(PROBLEM DESCRIPTION) Substitute "site survey" for every occurrence of "planogram check" in the records below and reproduce them otherwise unchanged, leaving out the pictures.

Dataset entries
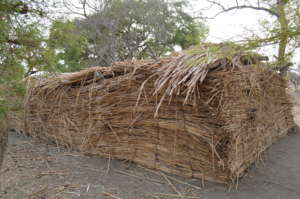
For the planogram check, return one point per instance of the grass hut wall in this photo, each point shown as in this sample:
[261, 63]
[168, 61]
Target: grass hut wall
[208, 112]
[3, 140]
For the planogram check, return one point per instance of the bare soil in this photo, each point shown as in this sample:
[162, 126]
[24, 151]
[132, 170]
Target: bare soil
[35, 169]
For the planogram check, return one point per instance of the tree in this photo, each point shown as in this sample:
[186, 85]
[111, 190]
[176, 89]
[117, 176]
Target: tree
[294, 78]
[282, 28]
[20, 45]
[67, 47]
[126, 29]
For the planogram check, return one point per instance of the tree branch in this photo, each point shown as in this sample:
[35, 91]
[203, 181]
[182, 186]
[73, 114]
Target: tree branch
[271, 12]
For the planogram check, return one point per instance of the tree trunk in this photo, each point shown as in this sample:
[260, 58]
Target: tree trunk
[3, 143]
[283, 39]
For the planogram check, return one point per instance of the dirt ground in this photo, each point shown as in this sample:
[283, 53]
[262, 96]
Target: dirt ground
[34, 169]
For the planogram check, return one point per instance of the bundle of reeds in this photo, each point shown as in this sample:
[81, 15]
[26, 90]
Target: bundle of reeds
[208, 112]
[3, 140]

(EXERCISE OUTPUT)
For the site survey, return one point per instance of the grass hut wall in this photo, each point shown as in this sample:
[261, 63]
[168, 61]
Target: grass hut wall
[208, 112]
[3, 140]
For the site survey, return one point per instance of the bare soil in this photo, each point shown as in this sample:
[162, 126]
[24, 151]
[132, 170]
Target: bare soil
[35, 169]
For the site survey, return one point per instance of the tree in this photo, each point shown as in this sample:
[186, 85]
[111, 190]
[176, 89]
[117, 176]
Target: tree
[294, 78]
[282, 28]
[20, 45]
[67, 47]
[126, 29]
For the site survey, return one point per instance of the tree branch in this photo, each point shown as in this sample:
[35, 91]
[203, 181]
[182, 186]
[73, 114]
Target: tree branch
[271, 12]
For the site survey, return one point per instance of the tree trunk in this photo, each point shown as in this sample:
[260, 58]
Target: tree trunk
[3, 143]
[283, 39]
For the site survey, return one point per instance of the dirt ground in this photo, each point shown as in this sample:
[283, 53]
[262, 96]
Target: dirt ground
[34, 169]
For the site survey, return one point per instance of the bundle of reeds in this photo, each point shown as in this sample:
[81, 15]
[26, 90]
Target: bundle of reeds
[208, 112]
[3, 140]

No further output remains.